→ Assigned task 1
Write out the birthday piece from "He was 14 on" down to "us tagging along.", swapping "mates" for "friends".
→ Assigned task 2
In the birthday piece, what food did Eldest request on the morning of his birthday?
→ Assigned task 3
Continue the birthday piece after its last sentence.

→ Text section

===============

“Thanks for my birthday Mummy,” says Eldest as he gets up from the sofa to go to bed. He bends his head towards me and I put my arms around his neck so I can kiss him and ruffle his hair, “and thanks for not embarrassing me!” High praise indeed.
He was 14 on Sunday and instead of a party with balloons, pass-the-parcel and pin-the-tail-on-the-donkey, like the one we held for our eight year-old three weeks ago, we agreed he could take some mates for a meal. He wanted to “go Nando’s,” and he didn’t want us tagging along.
Fair enough, but what about paying for it? “I could turn up and pay at the end if you like?” I suggest, hopefully. “It doesn’t really work like that,” Eldest patiently explains, “you pay first.” So that’s classy. We agree to give him the money and he looks absolutely delighted.
You don’t really want your mum turning up at Nando’s when you’re 14. I get it. I want him to have what he wants for his birthday, I just have to accept that doesn’t include me anymore. But we did still celebrate as a family in the morning. There was the customary opening of presents followed by the fry-up Eldest requested and then a cake with candles in the afternoon before his mates turned up. Did he want to wait and have the cake with his friends? No, he didn’t. I guess that’s embarrassing too when you’re 14. Funny, because by the time you’re in your forties it’s really rather nice.
Negotiation. At this age, it’s all about negotiation, and so far (cross fingers) it seems to work. There’s none of the conflict and emotion I had with my mother mostly because Eldest is so calm and laid-back about everything. He didn’t want me to go to Nando’s, or sing happy birthday with his friends, but he’s tactful, he doesn’t say, “Oh my God! That would be sooo embarrassing!” He just shrugs, raises his eyebrows a little and suggests we might not do it like that.
Then there was the sleepover on Sunday night (it was an Inset next day) when I agreed not to embarrass him by telling them to go to sleep at 10.30 and checking if they’d brushed their teeth, I said they could stay up, so long as we didn’t hear anything. Apparently, I’m the only parent who tells them to go to sleep at sleepovers. Yeah, right. Whatever. They all slept in the basement and we didn’t hear anything, so it worked; I guess.
It’s all a far cry from the first time, his real birthday, that June dawn 14 years ago, still my favourite memory and the one I use late at night when I’m trying to sleep. The other two births were lovely too but Eldest’s was special because…well, because it was first and it was good, great even. I know it’s not what everyone wants to hear, especially other mums with traumatic birth stories - and there are so many of them - but it has to go right sometimes. What can I say? I must be a peasant or something: I could have crouched in a field, had him and carried on threshing.

===============

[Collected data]
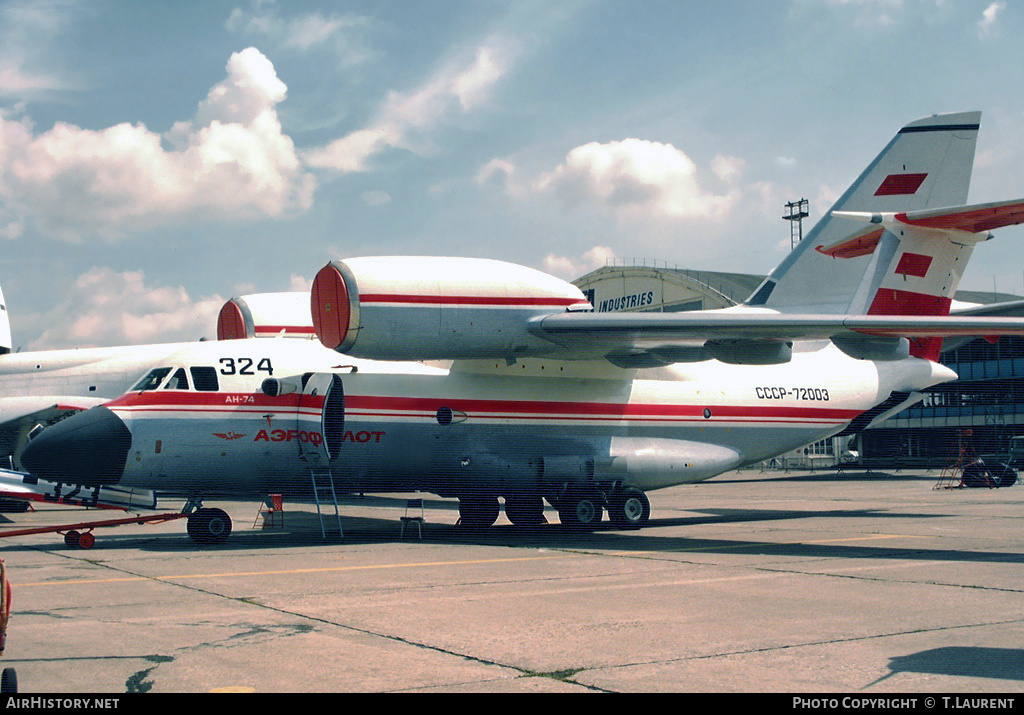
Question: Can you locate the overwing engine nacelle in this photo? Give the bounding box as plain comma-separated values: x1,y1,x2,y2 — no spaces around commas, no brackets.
310,256,592,360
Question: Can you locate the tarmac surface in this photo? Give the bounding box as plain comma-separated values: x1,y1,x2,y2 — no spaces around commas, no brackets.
0,470,1024,695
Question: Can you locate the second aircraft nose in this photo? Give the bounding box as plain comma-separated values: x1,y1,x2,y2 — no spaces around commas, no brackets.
20,407,131,487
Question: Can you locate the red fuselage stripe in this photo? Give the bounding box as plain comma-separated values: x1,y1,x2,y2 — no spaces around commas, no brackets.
359,293,586,306
103,391,861,422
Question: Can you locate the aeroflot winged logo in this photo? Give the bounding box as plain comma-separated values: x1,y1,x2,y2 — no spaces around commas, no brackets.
213,432,245,441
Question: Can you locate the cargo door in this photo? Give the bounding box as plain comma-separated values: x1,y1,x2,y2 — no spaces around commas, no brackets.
296,373,345,467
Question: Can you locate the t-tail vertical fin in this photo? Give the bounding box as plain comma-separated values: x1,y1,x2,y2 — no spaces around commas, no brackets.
815,199,1024,361
746,112,981,314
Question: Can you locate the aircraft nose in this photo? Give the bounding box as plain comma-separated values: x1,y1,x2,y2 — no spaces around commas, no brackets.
20,407,131,487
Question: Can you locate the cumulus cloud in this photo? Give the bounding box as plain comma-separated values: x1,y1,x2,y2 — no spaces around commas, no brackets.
0,47,315,241
303,41,510,173
542,246,615,281
29,267,225,349
535,138,743,218
978,2,1007,38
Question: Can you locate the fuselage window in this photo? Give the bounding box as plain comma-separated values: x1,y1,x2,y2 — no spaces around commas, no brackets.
164,368,188,390
131,368,171,392
188,367,220,392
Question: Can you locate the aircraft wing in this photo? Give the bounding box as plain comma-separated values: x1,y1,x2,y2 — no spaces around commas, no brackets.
949,300,1024,318
531,308,1024,367
0,469,157,510
0,394,109,455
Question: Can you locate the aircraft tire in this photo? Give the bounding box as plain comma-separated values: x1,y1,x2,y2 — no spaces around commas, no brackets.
459,496,501,529
505,494,544,527
558,497,603,529
0,668,17,692
185,508,231,544
608,487,650,529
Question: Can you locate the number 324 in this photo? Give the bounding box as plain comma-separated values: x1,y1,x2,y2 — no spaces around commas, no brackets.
219,358,273,375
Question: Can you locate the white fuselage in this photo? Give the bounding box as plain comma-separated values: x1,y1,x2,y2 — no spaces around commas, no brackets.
81,340,955,496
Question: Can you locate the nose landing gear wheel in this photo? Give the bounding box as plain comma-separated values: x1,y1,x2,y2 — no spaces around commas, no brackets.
608,487,650,529
185,509,231,544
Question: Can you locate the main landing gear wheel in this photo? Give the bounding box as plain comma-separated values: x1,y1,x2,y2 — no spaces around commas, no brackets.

===============

→ Exercise result 1
He was 14 on Sunday and instead of a party with balloons, pass-the-parcel and pin-the-tail-on-the-donkey, like the one we held for our eight year-old three weeks ago, we agreed he could take some friends for a meal. He wanted to “go Nando’s,” and he didn’t want us tagging along.

→ Exercise result 2
A fry-up.

→ Exercise result 3
Instead of a field I almost had him in the car on Battersea Bridge on the way to the hospital. There was no time for pain relief and no time to ask for the water birth I wanted either, (as explicitly requested in my three-page birth plan. What a waste of an essay that was!). I arrived in a sort of animal trance, threw off my clothes, climbed on the bed and just managed to grunt the word, “water!” So they brought me a glass of the stuff.
“You’re going to have this baby within the hour,” said Jane, the wonderful young Australian midwife. It was just the three of us in the room – husband, midwife and me and dawn was breaking over the Chelsea rooftops: the beginning of a stunning summer day - and a new life.
That quiet early morning, the view through the window, the lack of intervention, the encouraging midwife, I think it all helped to get me through it, and I told myself, I can do this, it’s what I was made for. I’ve certainly never felt stronger or more alive and I guess there was some sort of natural high that kicked in as well. Of course it hurt, it hurt like hell; I didn’t wear the gown they gave me, and I didn’t lie down either, I knelt, with my arms over the head of the bed, and I had him, like that. It was wonderful.
Immediately before the cord was cut or anything, I took him in my arms, held him close and looked into his eyes, and he looked straight back at me. He seemed so wise, so knowing that I felt he was looking into my soul and we knew each other straight away. And I often think, despite all the ups and downs, all the inevitable frustrations associated with raising a rather lazy teenaged boy, maybe that’s why we still manage to get on, most of the time, because there was some sort of deep understanding between us right at the start. Probably sentimental rubbish, but I like to believe it.